→ **RECORDS FOR THE TASK**:
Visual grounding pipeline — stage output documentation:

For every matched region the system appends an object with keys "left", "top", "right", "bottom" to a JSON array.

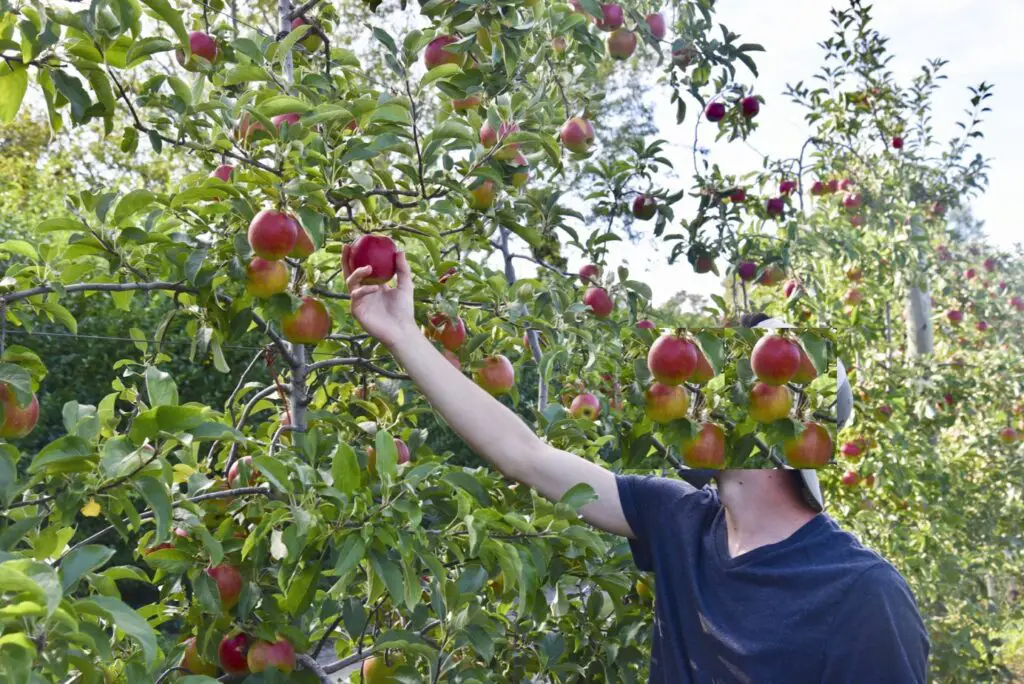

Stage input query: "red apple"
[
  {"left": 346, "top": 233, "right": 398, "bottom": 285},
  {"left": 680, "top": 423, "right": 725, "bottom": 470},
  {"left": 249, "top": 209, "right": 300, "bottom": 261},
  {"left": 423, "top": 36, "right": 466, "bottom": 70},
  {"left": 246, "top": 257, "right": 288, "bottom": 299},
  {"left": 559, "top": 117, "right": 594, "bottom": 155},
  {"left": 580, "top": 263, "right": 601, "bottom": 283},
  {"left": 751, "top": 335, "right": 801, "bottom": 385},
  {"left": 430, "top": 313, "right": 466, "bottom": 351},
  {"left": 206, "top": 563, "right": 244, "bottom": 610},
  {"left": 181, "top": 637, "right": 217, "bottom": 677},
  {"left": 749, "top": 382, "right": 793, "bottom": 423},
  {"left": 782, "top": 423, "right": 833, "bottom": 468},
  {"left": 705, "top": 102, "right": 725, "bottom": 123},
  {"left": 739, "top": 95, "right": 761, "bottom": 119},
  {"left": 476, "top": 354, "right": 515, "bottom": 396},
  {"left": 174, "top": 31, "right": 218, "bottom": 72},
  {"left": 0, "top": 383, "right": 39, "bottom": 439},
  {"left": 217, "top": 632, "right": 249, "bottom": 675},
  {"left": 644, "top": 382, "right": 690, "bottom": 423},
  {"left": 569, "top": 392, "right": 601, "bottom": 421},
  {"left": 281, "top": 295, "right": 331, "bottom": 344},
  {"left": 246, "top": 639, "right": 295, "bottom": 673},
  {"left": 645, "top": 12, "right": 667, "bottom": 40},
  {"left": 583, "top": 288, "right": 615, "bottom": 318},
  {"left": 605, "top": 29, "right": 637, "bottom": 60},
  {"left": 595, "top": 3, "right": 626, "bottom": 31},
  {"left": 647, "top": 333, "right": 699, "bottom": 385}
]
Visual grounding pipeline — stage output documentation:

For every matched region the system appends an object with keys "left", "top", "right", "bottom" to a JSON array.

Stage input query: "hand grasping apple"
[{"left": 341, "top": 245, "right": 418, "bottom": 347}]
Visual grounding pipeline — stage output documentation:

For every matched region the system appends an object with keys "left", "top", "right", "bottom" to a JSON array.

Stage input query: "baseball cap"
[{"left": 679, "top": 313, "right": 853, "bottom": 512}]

→ **GIVEN PROBLEM**:
From the data above, pull out each line that contains the string "query", matching case exactly.

→ **FULL RESPONSE**:
Stage input query: "red apple"
Stage input query: "hand grasping apple"
Stage input query: "baseball cap"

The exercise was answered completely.